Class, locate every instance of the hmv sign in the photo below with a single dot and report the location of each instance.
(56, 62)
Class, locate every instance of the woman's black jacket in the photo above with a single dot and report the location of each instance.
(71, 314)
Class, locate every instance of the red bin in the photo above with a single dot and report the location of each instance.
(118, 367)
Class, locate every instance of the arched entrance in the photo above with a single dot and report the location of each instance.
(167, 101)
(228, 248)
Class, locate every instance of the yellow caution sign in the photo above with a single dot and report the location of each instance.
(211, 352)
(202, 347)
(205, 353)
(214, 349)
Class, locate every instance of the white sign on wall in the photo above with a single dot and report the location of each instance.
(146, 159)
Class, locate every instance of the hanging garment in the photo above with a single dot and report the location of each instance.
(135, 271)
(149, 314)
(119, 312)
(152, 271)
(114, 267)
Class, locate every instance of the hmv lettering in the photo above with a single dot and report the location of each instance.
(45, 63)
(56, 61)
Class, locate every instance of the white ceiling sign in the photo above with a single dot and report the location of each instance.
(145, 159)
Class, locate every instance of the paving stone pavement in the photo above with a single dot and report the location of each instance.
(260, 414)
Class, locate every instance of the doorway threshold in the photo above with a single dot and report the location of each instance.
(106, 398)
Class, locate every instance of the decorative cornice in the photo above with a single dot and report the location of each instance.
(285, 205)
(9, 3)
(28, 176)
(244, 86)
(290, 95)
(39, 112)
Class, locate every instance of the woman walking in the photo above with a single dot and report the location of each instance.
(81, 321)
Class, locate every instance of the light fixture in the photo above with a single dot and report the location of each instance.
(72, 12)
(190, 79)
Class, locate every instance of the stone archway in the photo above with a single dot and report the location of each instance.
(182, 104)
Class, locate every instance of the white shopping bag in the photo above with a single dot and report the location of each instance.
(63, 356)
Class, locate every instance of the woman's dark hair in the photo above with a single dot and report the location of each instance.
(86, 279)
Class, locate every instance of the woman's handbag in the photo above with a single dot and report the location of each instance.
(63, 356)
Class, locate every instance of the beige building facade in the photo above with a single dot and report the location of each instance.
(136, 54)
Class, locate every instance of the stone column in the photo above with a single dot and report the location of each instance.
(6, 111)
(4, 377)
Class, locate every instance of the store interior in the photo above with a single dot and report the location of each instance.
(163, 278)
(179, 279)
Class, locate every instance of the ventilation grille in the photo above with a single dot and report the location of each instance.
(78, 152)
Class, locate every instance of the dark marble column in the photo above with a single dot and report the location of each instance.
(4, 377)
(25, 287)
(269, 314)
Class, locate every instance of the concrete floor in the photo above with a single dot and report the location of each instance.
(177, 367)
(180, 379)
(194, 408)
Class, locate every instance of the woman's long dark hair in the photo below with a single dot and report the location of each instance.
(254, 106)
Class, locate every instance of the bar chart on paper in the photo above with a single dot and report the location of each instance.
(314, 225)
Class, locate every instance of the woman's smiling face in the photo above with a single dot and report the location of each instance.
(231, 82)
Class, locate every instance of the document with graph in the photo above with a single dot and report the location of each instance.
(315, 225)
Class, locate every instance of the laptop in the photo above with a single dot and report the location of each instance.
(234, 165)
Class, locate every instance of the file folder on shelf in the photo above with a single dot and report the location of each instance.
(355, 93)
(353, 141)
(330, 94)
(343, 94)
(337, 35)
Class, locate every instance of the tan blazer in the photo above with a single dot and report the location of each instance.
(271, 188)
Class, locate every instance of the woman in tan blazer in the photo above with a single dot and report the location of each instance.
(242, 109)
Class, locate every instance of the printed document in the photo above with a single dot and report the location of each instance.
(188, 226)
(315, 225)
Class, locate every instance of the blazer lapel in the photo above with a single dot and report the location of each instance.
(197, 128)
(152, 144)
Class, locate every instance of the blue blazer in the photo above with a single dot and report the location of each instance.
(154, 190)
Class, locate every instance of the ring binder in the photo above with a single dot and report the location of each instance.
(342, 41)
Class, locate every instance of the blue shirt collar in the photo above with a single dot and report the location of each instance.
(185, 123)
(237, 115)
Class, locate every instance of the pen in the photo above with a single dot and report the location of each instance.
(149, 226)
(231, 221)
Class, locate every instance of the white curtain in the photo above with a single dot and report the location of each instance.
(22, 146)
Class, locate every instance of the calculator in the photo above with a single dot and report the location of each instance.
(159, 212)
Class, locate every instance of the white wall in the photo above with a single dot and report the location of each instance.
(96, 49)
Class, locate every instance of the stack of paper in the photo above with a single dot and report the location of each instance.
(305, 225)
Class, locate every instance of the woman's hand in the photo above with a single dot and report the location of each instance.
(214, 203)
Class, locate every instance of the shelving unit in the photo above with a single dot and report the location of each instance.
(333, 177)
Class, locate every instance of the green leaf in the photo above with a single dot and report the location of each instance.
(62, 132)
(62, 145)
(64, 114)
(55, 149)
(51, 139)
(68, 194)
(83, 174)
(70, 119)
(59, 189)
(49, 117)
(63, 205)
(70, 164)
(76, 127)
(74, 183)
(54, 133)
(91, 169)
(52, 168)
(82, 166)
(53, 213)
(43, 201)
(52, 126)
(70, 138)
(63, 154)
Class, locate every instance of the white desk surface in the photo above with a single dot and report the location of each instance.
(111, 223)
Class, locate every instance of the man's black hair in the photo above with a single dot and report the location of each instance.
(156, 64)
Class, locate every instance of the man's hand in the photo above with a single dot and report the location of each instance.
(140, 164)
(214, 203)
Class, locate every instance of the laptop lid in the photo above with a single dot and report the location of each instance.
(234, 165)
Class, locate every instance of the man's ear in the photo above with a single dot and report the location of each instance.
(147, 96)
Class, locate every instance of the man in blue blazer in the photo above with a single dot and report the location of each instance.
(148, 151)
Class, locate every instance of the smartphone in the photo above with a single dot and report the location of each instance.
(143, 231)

=-=-=-=-=

*WHAT IS REQUIRED:*
Copy every line above exactly.

*FINISHED TASK:*
Class, locate every instance of the hmv sign in the photo below with a single dot and report the location of each instance.
(56, 62)
Class, locate every instance of the woman's black jacket in the photo above with a single dot and report the location of each instance.
(71, 314)
Class, locate every instance of the red bin in the photo above with a single dot and report the location of each instance.
(118, 367)
Class, locate every instance of the arched entrance in the photo above with a single dot and report the location of each instance.
(167, 101)
(228, 248)
Class, locate every instance of the yellow caution sign in the photo above with a single dot and report the location of each instance.
(211, 352)
(202, 347)
(205, 353)
(214, 349)
Class, locate every instance of the white sign on wall in the photo above with a single dot and report the location of each instance.
(146, 159)
Class, locate every instance of the hanging garment in the photo above with a single dot and report the location of each instance.
(135, 271)
(149, 314)
(119, 312)
(152, 271)
(114, 267)
Class, locate every instance of the hmv lettering in the photo above with a single dot and report the location of each instance.
(45, 63)
(56, 61)
Class, locate every instance of the white ceiling sign in the photo above with a single dot and report the location of each instance.
(145, 159)
Class, locate every instance of the paving stone pavement in the photo above with a single dot and report the location of each instance.
(260, 414)
Class, locate every instance of the doorway threshold in the photo above with a single dot and report the location of each instance.
(106, 398)
Class, locate every instance of the decorative cornice in the photo above with a single dot and report the location of each instance.
(285, 205)
(9, 3)
(28, 176)
(244, 86)
(290, 95)
(39, 112)
Class, locate every instance of the woman walking in the photo above with a single dot and report the location of each instance.
(81, 321)
Class, locate every instance of the light fixture in the photo above with a single dot and report the location of each instance.
(72, 12)
(190, 79)
Class, locate every instance of the stone archway in the photo above with a single dot and report the location of each instance.
(182, 104)
Class, locate every instance of the white shopping bag in the photo above with a single dot and report the location of each instance.
(63, 356)
Class, locate every instance of the woman's dark hair in the photo above with a single dot and report the location of each instance.
(86, 279)
Class, locate every instance of the woman's handbag in the photo above with a single dot and report the location of each instance.
(63, 356)
Class, locate every instance of the beige building facade in the photo above with a single dot and report the location of each instance.
(136, 54)
Class, locate every instance of the stone column in the photo above with a single dot and report the location of each instance.
(6, 111)
(4, 377)
Class, locate every instance of the store interior in the photo above with a single dot and report the location of each instance.
(163, 278)
(179, 279)
Class, locate every instance of the ventilation grille in the photo above with a single dot and report the location of each instance.
(78, 152)
Class, locate every instance of the dark marble column in the photo above with a single dot and report the location of each instance.
(4, 377)
(25, 287)
(269, 314)
Class, locate every instance of the concrete floor in the photo above with a single dot and report the location of each instance.
(177, 367)
(180, 379)
(194, 408)
Class, locate every instance of the woman's long dark hair in the photo below with a single dot and report the location of each instance.
(254, 106)
Class, locate every instance of the bar chart on paper in the photo above with a single dot and report the location of each instance.
(314, 225)
Class, locate every instance of the woman's smiling face in the photo above with a single dot and report the location of each instance.
(231, 82)
Class, locate every instance of the document with graph in the photo above with a single dot and report the location of each instance.
(315, 225)
Class, locate every instance of the laptop in the photo above with a single dot and report the location of each instance.
(234, 165)
Class, locate every instance of the file folder on shelf in the photo above with a single dot and report the location of each instance.
(355, 93)
(353, 141)
(330, 94)
(343, 94)
(337, 35)
Class, locate every instance of the tan blazer in the photo above with a single dot and report the location of each instance.
(271, 188)
Class, locate every instance of the woman in tan blazer in the photo above with a single dot and report the location of each instance.
(242, 109)
Class, locate every instance of the printed document in the photo above with a single dot and report the location of each instance.
(188, 226)
(315, 225)
Class, locate every instance of the blazer lapel in the photo above with a single dot and report the location of each instance.
(197, 128)
(152, 144)
Class, locate every instance of the blue blazer in the photo above with a single dot and report the location of each instance.
(154, 190)
Class, locate every instance of the ring binder in the photo above with a single dot and report the location of each instance.
(342, 41)
Class, locate every instance of the blue shirt collar in the photo above with a single dot and report the location of each instance.
(185, 123)
(237, 115)
Class, locate every instance of the pen in the photo above with a single dot and report the location of each instance.
(149, 226)
(231, 221)
Class, locate every instance of the white curtain in the photo above with a single dot and report the location of each instance.
(22, 146)
Class, locate every instance of the calculator in the photo above with a single dot and report the location of each instance.
(159, 212)
Class, locate every instance of the white wall in the photo above with a single dot and report the location of each instance.
(96, 49)
Class, locate every instance of the stack of paper in the photo above with a single dot and report the location of each instance.
(305, 225)
Class, locate every instance of the woman's hand in the photo above with a single dot and report the location of each instance.
(214, 203)
Class, locate every instance of the shelving unit in the photo above with a single dot and report the location of each instance.
(333, 177)
Class, locate every instance of the green leaf in the photo above with a single dot and report the location of each instance.
(62, 132)
(62, 145)
(64, 114)
(55, 149)
(51, 139)
(68, 194)
(83, 174)
(70, 119)
(59, 189)
(49, 117)
(63, 205)
(70, 164)
(76, 127)
(74, 183)
(54, 133)
(91, 169)
(52, 168)
(82, 166)
(53, 213)
(43, 201)
(52, 126)
(70, 138)
(63, 154)
Class, locate every instance of the white desk surface in the photo above with a single dot and report the location of each instance.
(111, 223)
Class, locate every instance of the man's black hair in the photo above with a single dot and report the location of each instance.
(156, 64)
Class, locate every instance of the man's hand in the photo above with a single dot and report the location of each instance.
(140, 164)
(214, 203)
Class, locate every instance of the laptop lid in the photo above with a single dot and report the location of each instance.
(234, 165)
Class, locate every instance of the man's ear in the photo above with a single dot and report the location of each instance.
(147, 96)
Class, locate every instance of the man in blue blazer in the photo above with a single dot and report the location of each instance.
(148, 151)
Class, locate every instance of the smartphone in the photo above with a single dot and report the location of each instance.
(143, 231)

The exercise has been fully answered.